* [Exercise aim]
Reproduce every line of the data below, starting at the start of the data and ending at the line that contains "x=734, y=402", both included, and shift each answer coordinate by -106 while keeping all other numbers as they are. Leave the pictures out.

* [Pointing dataset excerpts]
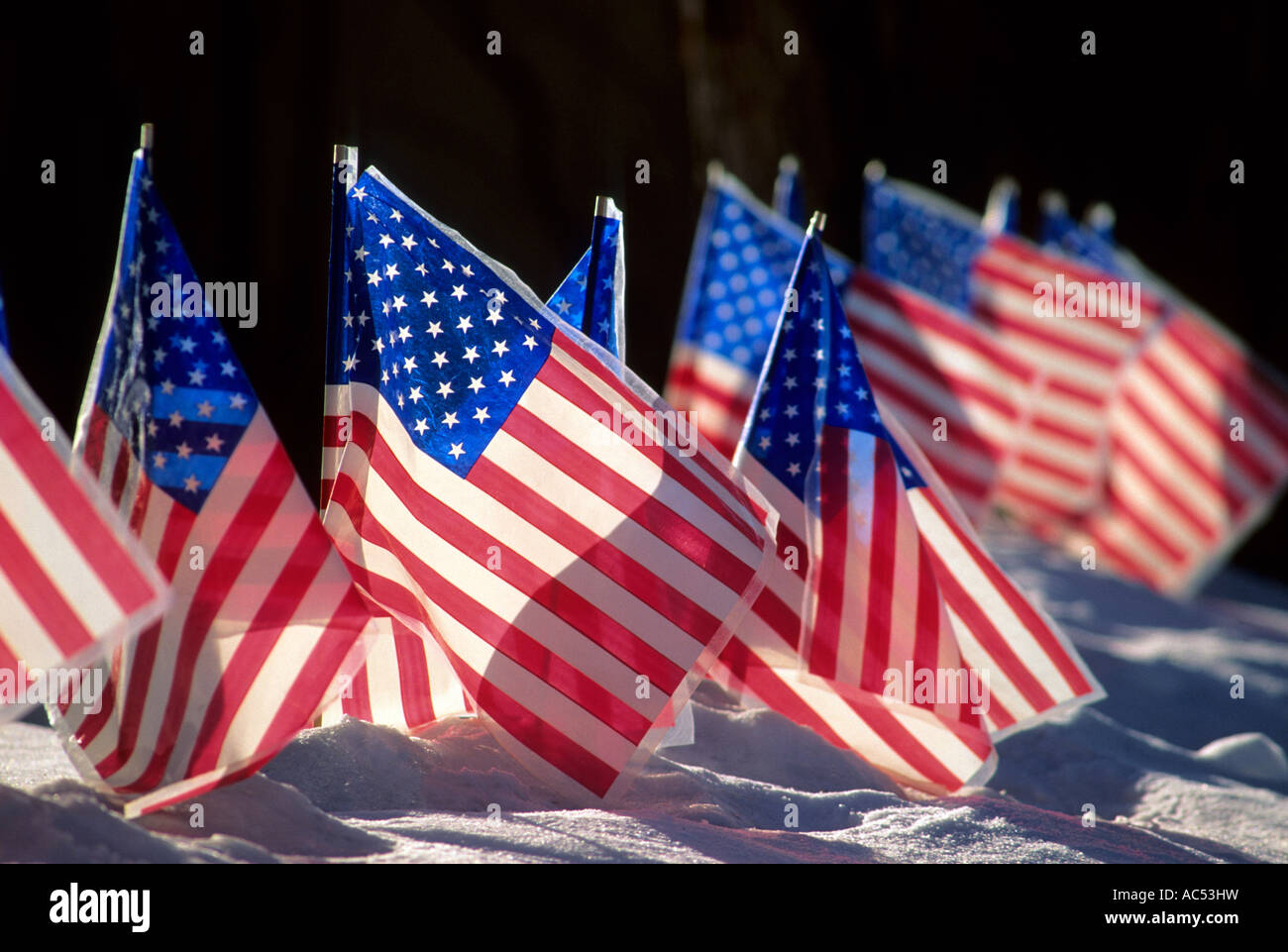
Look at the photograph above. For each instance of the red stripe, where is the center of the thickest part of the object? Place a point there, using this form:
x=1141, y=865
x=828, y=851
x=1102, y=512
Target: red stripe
x=1126, y=562
x=71, y=509
x=785, y=620
x=278, y=609
x=927, y=317
x=239, y=543
x=1180, y=456
x=1241, y=377
x=638, y=505
x=120, y=472
x=1026, y=614
x=881, y=566
x=595, y=550
x=413, y=687
x=828, y=576
x=531, y=730
x=502, y=635
x=43, y=599
x=1149, y=475
x=565, y=382
x=559, y=598
x=178, y=527
x=316, y=674
x=1202, y=419
x=761, y=681
x=1128, y=510
x=359, y=703
x=734, y=402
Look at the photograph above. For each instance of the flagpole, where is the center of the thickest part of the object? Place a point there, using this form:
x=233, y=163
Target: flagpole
x=344, y=172
x=1100, y=218
x=1003, y=208
x=146, y=140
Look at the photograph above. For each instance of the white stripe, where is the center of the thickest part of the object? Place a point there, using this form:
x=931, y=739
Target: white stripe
x=54, y=552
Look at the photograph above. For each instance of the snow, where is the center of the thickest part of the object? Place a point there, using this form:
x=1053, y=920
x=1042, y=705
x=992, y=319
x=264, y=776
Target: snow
x=1173, y=764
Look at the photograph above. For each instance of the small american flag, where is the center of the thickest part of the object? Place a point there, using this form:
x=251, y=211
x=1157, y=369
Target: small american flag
x=265, y=620
x=406, y=681
x=592, y=296
x=854, y=591
x=741, y=262
x=580, y=574
x=71, y=583
x=890, y=576
x=1198, y=446
x=1055, y=471
x=960, y=393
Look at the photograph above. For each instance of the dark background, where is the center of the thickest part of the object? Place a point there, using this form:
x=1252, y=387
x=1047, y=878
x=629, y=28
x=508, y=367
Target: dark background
x=510, y=150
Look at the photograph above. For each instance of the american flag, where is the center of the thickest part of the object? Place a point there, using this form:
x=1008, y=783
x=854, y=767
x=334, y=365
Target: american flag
x=592, y=296
x=741, y=262
x=1055, y=473
x=71, y=583
x=887, y=574
x=1059, y=466
x=406, y=681
x=1060, y=232
x=927, y=360
x=1198, y=446
x=960, y=393
x=265, y=620
x=580, y=574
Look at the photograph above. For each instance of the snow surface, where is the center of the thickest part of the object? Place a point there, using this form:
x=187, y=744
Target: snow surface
x=1175, y=768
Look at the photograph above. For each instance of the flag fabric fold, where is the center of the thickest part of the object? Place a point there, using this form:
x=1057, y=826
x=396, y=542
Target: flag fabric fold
x=265, y=622
x=529, y=505
x=72, y=582
x=881, y=582
x=406, y=682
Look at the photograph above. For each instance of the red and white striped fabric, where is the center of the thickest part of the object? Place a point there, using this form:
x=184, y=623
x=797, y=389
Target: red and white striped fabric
x=613, y=566
x=713, y=390
x=406, y=682
x=957, y=390
x=1033, y=669
x=1198, y=454
x=71, y=585
x=915, y=746
x=883, y=582
x=1056, y=472
x=265, y=624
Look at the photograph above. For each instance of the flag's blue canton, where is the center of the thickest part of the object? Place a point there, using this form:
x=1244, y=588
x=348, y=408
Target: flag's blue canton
x=170, y=382
x=450, y=344
x=597, y=321
x=909, y=240
x=812, y=378
x=1060, y=231
x=746, y=265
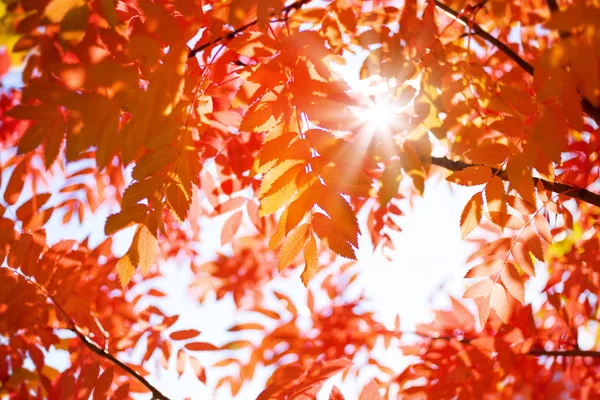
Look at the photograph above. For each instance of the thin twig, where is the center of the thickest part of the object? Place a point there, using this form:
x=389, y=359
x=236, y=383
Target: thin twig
x=532, y=352
x=294, y=6
x=592, y=111
x=560, y=188
x=90, y=344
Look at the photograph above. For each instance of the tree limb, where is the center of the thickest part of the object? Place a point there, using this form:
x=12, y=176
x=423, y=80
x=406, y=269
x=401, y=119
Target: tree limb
x=561, y=188
x=592, y=111
x=90, y=344
x=294, y=6
x=532, y=352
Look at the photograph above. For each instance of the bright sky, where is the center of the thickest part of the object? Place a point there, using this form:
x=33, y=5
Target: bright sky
x=427, y=266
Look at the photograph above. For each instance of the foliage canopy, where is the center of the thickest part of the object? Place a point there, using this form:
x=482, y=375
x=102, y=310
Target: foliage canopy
x=168, y=113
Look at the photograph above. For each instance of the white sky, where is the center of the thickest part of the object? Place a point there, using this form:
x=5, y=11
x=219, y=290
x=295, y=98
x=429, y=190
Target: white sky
x=427, y=266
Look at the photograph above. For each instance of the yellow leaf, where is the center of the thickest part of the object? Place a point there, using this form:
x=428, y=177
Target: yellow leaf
x=312, y=260
x=499, y=302
x=292, y=245
x=56, y=10
x=125, y=270
x=147, y=248
x=274, y=202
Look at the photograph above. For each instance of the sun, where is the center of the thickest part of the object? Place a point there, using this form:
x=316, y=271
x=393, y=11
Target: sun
x=379, y=112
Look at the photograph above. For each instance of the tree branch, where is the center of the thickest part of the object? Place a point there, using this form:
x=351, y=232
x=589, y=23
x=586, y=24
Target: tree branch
x=561, y=188
x=156, y=394
x=592, y=111
x=294, y=6
x=532, y=352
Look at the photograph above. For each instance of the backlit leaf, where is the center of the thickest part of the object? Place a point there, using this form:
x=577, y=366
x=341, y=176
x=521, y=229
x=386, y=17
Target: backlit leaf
x=312, y=260
x=471, y=176
x=292, y=245
x=184, y=334
x=513, y=282
x=231, y=226
x=471, y=214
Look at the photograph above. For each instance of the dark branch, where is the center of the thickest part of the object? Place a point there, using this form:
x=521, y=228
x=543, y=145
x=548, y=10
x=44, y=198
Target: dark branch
x=561, y=188
x=532, y=352
x=156, y=394
x=592, y=111
x=294, y=6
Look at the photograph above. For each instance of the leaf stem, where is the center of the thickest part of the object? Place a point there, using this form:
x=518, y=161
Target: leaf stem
x=294, y=6
x=90, y=344
x=532, y=352
x=592, y=111
x=560, y=188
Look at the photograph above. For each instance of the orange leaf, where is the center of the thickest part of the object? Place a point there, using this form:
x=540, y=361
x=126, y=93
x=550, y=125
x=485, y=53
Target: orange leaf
x=125, y=270
x=184, y=334
x=201, y=346
x=482, y=288
x=494, y=153
x=230, y=227
x=199, y=370
x=471, y=214
x=336, y=394
x=543, y=228
x=486, y=268
x=506, y=220
x=499, y=302
x=532, y=241
x=125, y=218
x=15, y=183
x=523, y=259
x=513, y=282
x=246, y=326
x=471, y=176
x=102, y=385
x=312, y=260
x=370, y=392
x=292, y=245
x=494, y=195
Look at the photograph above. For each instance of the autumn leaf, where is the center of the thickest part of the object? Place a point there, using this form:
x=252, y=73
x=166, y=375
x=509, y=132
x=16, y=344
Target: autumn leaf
x=184, y=334
x=125, y=218
x=522, y=258
x=200, y=346
x=513, y=282
x=125, y=269
x=494, y=153
x=471, y=176
x=147, y=247
x=231, y=226
x=471, y=214
x=292, y=245
x=312, y=260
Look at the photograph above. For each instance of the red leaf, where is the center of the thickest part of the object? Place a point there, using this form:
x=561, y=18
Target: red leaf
x=201, y=346
x=230, y=227
x=184, y=334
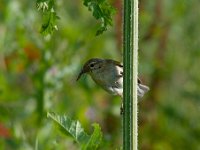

* [Problem solution]
Look at the photograph above. For each instance of the red stripe, where is the center of the thickest part of the object? Place a point there, using this form:
x=1141, y=865
x=828, y=851
x=1102, y=512
Target: red stripe
x=1020, y=456
x=-35, y=403
x=679, y=514
x=172, y=503
x=821, y=211
x=133, y=437
x=1074, y=350
x=1135, y=271
x=532, y=399
x=14, y=366
x=920, y=508
x=775, y=460
x=489, y=444
x=307, y=581
x=722, y=470
x=425, y=624
x=396, y=529
x=-63, y=493
x=1043, y=369
x=459, y=276
x=453, y=492
x=72, y=421
x=210, y=568
x=1096, y=313
x=655, y=575
x=1022, y=404
x=253, y=597
x=628, y=296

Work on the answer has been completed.